**TEXT SECTION:**
↓

Anatomy of the Search Engine by CHAITYA SHAH

Question : Chaitya Shah, Aditya Pingale

chaitya_shah — 2018-08-27 11:11:55 UTC

Since the database consists of indexes to large number of content. There are changes in web pages on day to day or on hour basis. What are the criteria and factors considered to update the data which is already stored in the database and how it is done?

Drishti Shah, Nida Shah

2018-09-02 09:34:25 UTC

The pages can be crawled and indexed as and when you want them to. Google Index stores the data alphabetically so as soon as you type a keyword, the relevant webpages surface on the SERPs

Unnati Mistry

unnati_mistry — 2018-09-06 17:47:30 UTC

For the sites which are already been indexed, search bots/crawlers wait for the update signals from them (ie. Updated contents links). Which means if you have created or updated new content and it is connected to your already indexed page, then it will be signal to bots to index those updated content. Updates can also be notified to bots using Sitemaps and Robot.txt files.

↑

**SHORT PROBLEM A:**
Arrange every line of the listing below as a Markdown table with the columns "Row" and "Line". Skip blank lines and leave the picture out.
The forum thread and the listing below have nothing to do with each other.

**RECORD EXTRACTS:**
↓

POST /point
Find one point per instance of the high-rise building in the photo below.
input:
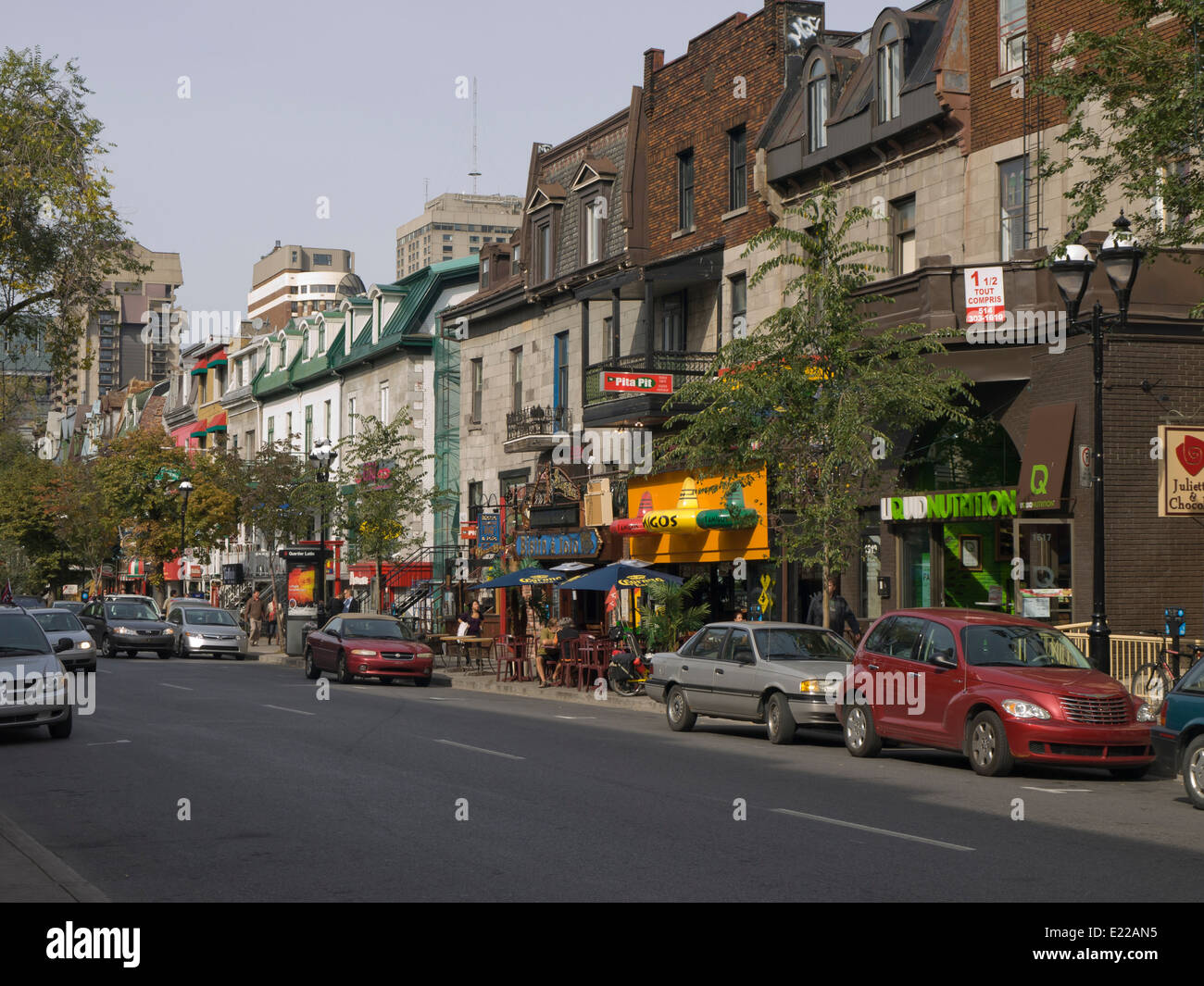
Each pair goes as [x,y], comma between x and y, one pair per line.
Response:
[123,343]
[456,225]
[295,281]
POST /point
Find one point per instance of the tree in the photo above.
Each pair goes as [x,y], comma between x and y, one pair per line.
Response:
[817,392]
[1135,100]
[59,232]
[383,490]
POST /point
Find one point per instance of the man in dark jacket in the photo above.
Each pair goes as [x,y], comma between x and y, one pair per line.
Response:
[839,612]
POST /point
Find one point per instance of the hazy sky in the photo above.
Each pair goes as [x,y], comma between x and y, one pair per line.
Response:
[350,100]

↑

**SHORT PROBLEM B:**
In the forum thread, besides linking from already indexed pages, what can be used to notify bots of updates?

**FULL SOLUTION A:**
| Row | Line |
|---|---|
| 1 | POST /point |
| 2 | Find one point per instance of the high-rise building in the photo below. |
| 3 | input: |
| 4 | Each pair goes as [x,y], comma between x and y, one pair per line. |
| 5 | Response: |
| 6 | [123,343] |
| 7 | [456,225] |
| 8 | [295,281] |
| 9 | POST /point |
| 10 | Find one point per instance of the tree in the photo above. |
| 11 | Each pair goes as [x,y], comma between x and y, one pair per line. |
| 12 | Response: |
| 13 | [817,392] |
| 14 | [1135,100] |
| 15 | [59,232] |
| 16 | [383,490] |
| 17 | POST /point |
| 18 | Find one point per instance of the man in dark jacket in the photo above. |
| 19 | Each pair goes as [x,y], comma between x and y, one pair per line. |
| 20 | Response: |
| 21 | [839,612] |
| 22 | POST /point |
| 23 | Find one point per instance of the hazy sky in the photo above. |
| 24 | Each pair goes as [x,y], comma between x and y, one pair per line. |
| 25 | Response: |
| 26 | [350,100] |

**FULL SOLUTION B:**
Sitemaps and Robot.txt files.